» **Your task**: Start at the top of the records below and copy them exactly to the end.

» **Record set**:
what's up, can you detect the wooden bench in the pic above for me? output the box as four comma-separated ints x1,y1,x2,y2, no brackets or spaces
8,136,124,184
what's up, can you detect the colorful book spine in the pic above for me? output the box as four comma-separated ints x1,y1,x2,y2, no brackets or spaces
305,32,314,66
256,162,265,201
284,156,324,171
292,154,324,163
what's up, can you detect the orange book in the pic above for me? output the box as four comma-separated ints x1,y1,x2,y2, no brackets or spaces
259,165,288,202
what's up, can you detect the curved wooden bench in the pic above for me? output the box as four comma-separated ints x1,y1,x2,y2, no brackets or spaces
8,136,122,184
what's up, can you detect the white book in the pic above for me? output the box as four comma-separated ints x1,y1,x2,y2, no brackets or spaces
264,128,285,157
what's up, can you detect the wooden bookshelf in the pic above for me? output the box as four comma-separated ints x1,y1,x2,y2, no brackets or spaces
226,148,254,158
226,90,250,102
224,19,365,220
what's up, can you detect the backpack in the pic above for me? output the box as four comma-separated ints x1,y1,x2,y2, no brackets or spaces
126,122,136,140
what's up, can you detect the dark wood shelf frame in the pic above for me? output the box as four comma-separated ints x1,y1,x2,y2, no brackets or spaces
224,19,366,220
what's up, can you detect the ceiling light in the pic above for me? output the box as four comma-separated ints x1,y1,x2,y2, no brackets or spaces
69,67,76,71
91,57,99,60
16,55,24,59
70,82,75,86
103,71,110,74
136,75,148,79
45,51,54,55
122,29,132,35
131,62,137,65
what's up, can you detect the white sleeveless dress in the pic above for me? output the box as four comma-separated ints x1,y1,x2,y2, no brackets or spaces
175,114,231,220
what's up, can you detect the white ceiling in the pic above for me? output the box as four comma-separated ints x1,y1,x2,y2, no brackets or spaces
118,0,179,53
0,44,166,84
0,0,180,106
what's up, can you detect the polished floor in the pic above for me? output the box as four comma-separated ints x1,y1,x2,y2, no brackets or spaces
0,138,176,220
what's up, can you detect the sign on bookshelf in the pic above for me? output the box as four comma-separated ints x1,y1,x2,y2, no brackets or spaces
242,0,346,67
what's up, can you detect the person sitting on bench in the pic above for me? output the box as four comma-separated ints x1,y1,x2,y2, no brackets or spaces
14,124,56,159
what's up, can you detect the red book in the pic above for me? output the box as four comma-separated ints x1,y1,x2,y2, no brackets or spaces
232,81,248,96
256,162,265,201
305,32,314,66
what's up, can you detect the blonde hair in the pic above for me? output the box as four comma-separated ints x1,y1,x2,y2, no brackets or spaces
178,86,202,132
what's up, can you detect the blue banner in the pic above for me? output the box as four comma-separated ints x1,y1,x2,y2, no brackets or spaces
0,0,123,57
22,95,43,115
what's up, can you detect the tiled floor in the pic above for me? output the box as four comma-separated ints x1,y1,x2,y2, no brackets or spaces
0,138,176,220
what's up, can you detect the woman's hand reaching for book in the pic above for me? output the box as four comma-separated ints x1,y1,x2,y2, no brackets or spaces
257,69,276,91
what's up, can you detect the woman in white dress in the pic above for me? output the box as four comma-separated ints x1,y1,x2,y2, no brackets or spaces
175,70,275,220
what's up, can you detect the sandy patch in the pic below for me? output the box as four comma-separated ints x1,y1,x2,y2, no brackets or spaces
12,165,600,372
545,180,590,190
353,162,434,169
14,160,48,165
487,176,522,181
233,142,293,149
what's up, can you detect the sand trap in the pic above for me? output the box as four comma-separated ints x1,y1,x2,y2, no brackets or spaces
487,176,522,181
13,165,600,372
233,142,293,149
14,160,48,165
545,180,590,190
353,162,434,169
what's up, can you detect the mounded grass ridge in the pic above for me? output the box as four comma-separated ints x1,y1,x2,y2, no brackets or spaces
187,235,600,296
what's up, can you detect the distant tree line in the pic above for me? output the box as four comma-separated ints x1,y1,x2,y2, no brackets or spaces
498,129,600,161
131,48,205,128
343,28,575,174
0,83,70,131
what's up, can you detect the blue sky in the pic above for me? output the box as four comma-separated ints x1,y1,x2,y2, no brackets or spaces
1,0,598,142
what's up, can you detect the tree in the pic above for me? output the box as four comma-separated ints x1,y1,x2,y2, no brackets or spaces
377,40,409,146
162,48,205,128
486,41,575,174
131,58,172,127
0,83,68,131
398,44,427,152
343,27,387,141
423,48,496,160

» **Answer section**:
what's up, can you detect the wooden bench in the pic above for me? output the box as four comma-separated ints x1,y1,x2,y2, no brackets or spaces
8,136,124,184
what's up, can you detect the colorful book spine in the pic above for me? output the box as four comma-separated ints x1,y1,x2,y2, no brackets or spaces
305,32,314,66
256,162,265,201
284,156,324,171
292,154,324,163
what's up, can you detect the orange book in the pic above for me? output the box as four comma-separated ints x1,y1,x2,y2, no brackets or spaces
259,165,288,202
what's up, can you detect the curved wooden bench in the pic above for me? output the box as four comma-separated ints x1,y1,x2,y2, no brackets or spaces
8,136,122,184
what's up, can you detect the white book in the pic above for me? output the box as four comma-separated ints x1,y1,x2,y2, no brackets or spaces
264,128,285,157
what's up, can you detect the wooden bookshelf in the pic above for me? output the box as four comma-separated ints x1,y1,x2,y2, no brackets or spaces
226,148,254,158
226,90,250,102
224,19,365,220
what's up, can you detect the backpack in the pic above for me? output the box as four comma-separated ints x1,y1,x2,y2, no brackets or spaces
126,122,136,140
what's up, can you detect the dark wood shelf frame in the pic above for me? output the box as four comma-separated ints x1,y1,x2,y2, no brackets or spaces
224,19,366,220
what's up, can you detect the ceiling light in the pic above for me? output the box as four comma-separated ints x1,y1,x2,y2, no brackets or spaces
69,67,76,71
91,57,99,60
16,55,24,59
70,82,75,86
103,71,110,74
136,75,148,79
45,51,54,55
122,29,132,35
131,62,137,65
what's up, can you detect the white sleeveless dress in the pic above for me? output the box as four comma-separated ints x1,y1,x2,y2, no brackets or spaces
175,114,231,220
what's up, can you detect the white ceiling in the pic above for me? output the box as four comma-separated ints x1,y1,x2,y2, no brackets or spaces
118,0,179,53
0,44,166,84
0,0,180,106
what's up, can you detect the polished floor in the pic above for me? output the box as four comma-separated ints x1,y1,x2,y2, no brackets or spaces
0,138,176,220
what's up, can you detect the sign on bookshelf in the pic above for me? output the box as four comma-separated ints x1,y1,x2,y2, no brackets or spaces
242,0,346,67
what's up, can you detect the person sitting on bench in the pic above for me? output the box as four comma-separated ints x1,y1,x2,y2, no brackets or spaces
14,124,56,159
what's up, can you detect the red book in the pic above for me? output the box as four comma-separated ints x1,y1,x2,y2, no brackets or spaces
232,81,248,96
256,162,265,201
305,32,314,66
what's up, can you detect the blonde hair in the pic above for me? output the box as four comma-separated ints x1,y1,x2,y2, no brackets or spaces
178,86,202,132
what's up, can you detect the blue banner in the pic above for me? output the box as four comma-separated ints x1,y1,x2,y2, no brackets or spaces
0,0,123,57
22,95,43,115
what's up, can you detect the tiled floor in the pic above for me? output the box as four comma-separated ints x1,y1,x2,y2, no brackets or spaces
0,138,176,220
what's up, can you detect the woman's hand reaching for book in the pic above for me? output the box as four comma-separated ints x1,y1,x2,y2, no brackets or spaces
257,69,276,91
what's up, can you detect the woman in white dress in the pic above for me? output the box as four comma-separated ints x1,y1,x2,y2, no brackets or spaces
175,70,275,220
what's up, can you detect the sandy patch in the pic below for me? output the box as four comma-separated ints x1,y1,x2,y2, no brackets or spaces
12,165,600,372
545,180,590,190
353,162,434,169
14,160,48,165
487,176,522,181
233,142,293,149
what's up, can you detect the sand trap in the pic above for me? output the box as four comma-separated ints x1,y1,x2,y2, no brackets or spaces
487,176,522,181
13,165,600,372
233,142,293,149
14,160,48,165
545,180,590,190
353,162,434,169
what's up, can you detect the mounded grass ridge in the pic above for me? output the box as four comma-separated ints x1,y1,x2,y2, no brackets or spaces
187,235,600,296
what's up, can you detect the distant tree line in the pic above for me? output the box as four comma-separated ints x1,y1,x2,y2, no brackets or spaces
498,129,600,161
131,48,205,128
343,28,575,174
0,83,70,131
what's up, can you detect the blue sky in the pic above for me? output the box as four comma-separated ints x1,y1,x2,y2, no brackets or spaces
1,0,598,142
what's up, can you detect the tree in the pic above for me? output the box as four comma-separated ints x1,y1,x2,y2, no brackets or spaces
377,40,409,146
162,48,205,128
486,41,575,174
131,58,172,127
0,83,68,131
398,44,427,152
343,27,387,141
423,48,496,160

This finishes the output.